08.20.06

US Support for Death Squads in Iraq — Some Evidence and a Chronology

Posted in News of the World, What I'm Reading, Spooks, Covert Action, Politics at 1:38 pm by Spencer

As the headlines attest, death squad activity in Iraq is not only well-established but escalating. In recent months, hundreds have been killed in Baghdad alone while thousands are believed to have fallen victim throughout Iraq. In July this year, US forces in Baghdad began a well-publicized campaign against the death squads.

The prevailing, shall we say, “mainstream wisdom” about Iraqi death squads runs about as follows (from a July 25, 2006 CNN online report):

Most death squad killings appear to be sectarian, with Sunni Muslim gunmen targeting Shia neighborhoods, and Shiite attackers going after Sunnis. Victims are sometimes abducted by the dozens, their bodies often turning up later with signs of torture.

On Monday [July 24, 2006], three bodies were recovered across Baghdad. All had been shot in the head and showed signs of being brutalized.

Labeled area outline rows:
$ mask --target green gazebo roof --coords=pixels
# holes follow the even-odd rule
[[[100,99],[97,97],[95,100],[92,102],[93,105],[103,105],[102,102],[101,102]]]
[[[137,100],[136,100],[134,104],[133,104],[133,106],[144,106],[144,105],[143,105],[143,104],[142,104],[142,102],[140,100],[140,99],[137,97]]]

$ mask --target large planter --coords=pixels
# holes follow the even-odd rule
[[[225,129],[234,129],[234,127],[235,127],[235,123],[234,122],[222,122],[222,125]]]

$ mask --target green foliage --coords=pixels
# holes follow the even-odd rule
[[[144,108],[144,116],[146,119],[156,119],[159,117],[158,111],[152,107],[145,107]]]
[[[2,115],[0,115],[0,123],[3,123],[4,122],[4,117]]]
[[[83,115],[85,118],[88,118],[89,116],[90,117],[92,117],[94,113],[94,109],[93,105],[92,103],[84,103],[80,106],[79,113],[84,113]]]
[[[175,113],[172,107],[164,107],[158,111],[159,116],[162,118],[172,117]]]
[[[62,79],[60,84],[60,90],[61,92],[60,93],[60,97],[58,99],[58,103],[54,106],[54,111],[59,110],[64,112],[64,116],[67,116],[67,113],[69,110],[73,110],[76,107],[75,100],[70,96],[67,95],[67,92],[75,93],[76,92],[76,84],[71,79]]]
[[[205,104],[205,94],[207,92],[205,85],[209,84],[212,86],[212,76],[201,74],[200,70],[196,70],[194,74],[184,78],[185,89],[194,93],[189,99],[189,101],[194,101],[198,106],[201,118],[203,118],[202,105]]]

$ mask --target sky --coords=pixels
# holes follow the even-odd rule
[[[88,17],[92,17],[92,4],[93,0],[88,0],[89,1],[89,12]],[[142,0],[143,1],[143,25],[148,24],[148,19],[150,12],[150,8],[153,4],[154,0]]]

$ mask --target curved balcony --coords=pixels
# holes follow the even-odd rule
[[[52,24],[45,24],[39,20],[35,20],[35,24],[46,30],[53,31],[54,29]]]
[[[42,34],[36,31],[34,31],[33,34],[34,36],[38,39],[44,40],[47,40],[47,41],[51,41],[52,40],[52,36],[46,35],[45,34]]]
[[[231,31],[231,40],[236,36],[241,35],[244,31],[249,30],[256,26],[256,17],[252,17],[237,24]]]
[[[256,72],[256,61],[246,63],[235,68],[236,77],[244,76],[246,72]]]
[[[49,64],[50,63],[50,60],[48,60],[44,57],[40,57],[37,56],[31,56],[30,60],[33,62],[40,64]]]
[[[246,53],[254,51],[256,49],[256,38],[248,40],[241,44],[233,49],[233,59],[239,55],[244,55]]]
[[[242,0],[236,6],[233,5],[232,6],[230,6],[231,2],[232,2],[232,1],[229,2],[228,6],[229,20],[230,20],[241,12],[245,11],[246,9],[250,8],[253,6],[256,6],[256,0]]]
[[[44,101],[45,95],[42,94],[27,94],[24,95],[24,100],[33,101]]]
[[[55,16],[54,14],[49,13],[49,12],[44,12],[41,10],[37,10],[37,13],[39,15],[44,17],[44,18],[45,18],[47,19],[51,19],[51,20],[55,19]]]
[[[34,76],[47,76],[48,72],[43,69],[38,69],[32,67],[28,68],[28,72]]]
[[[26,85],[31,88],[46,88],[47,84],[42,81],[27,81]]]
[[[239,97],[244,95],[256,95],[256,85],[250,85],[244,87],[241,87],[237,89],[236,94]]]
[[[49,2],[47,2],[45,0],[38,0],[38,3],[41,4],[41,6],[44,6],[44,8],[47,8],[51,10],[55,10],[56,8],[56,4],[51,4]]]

> [PROBLEMS TO WORK ON]:
• 1. List every category the post on US support for death squads in Iraq is filed under.
• 2. Carry on the post about US support for death squads in Iraq, starting after its final sentence.

> [EXERCISE ANSWERS]:
• 1.
News of the World
What I'm Reading
Spooks
Covert Action
Politics

• 2.
Sunni leaders have accused Iraq’s Shiite-dominated government of allowing gunmen from Shiite militias to infiltrate Iraq’s police force, but U.S. troops have not found a “larger organization” behind the killings, Maj. Gen. William Caldwell said.

“It appears it’s very extremist elements from both sides out there operating, using murder and assassination as their means by which to further personal goals that they’re trying to achieve,” he said.

In July, about a month ago, the Pentagon launched a well-publicized counteroffensive against the death squads called, I shit you not, Operation Together Forward. As reported in the Washington Post recently:

The military calls the new battle for Baghdad “Operation Together Forward.” It began about two weeks ago [ca. mid-July 2006], with raids by U.S. and British special operations forces to capture or kill death squad leaders. So far, about 10 have been “taken out,” most of them members of the Mahdi Army, according to administration officials. The operations included a strike by British forces against a Mahdi Army lieutenant who had been terrorizing residents of Basra in southern Iraq.

But there’s a few stones in the proverbial shoe about the whole Iraqi death squad thing, namely a January 2005 Newsweek online article titled ‘The Salvador Option’: The Pentagon may put Special-Forces-led assassination or kidnapping teams in Iraq. It never appeared in Newsweek’s newsstand edition, but the story was picked up by a few international news services and reproduced en masse throughout the blogosphere and, of course, the “leftie net”, where it’s an open and ongoing subject of discussion.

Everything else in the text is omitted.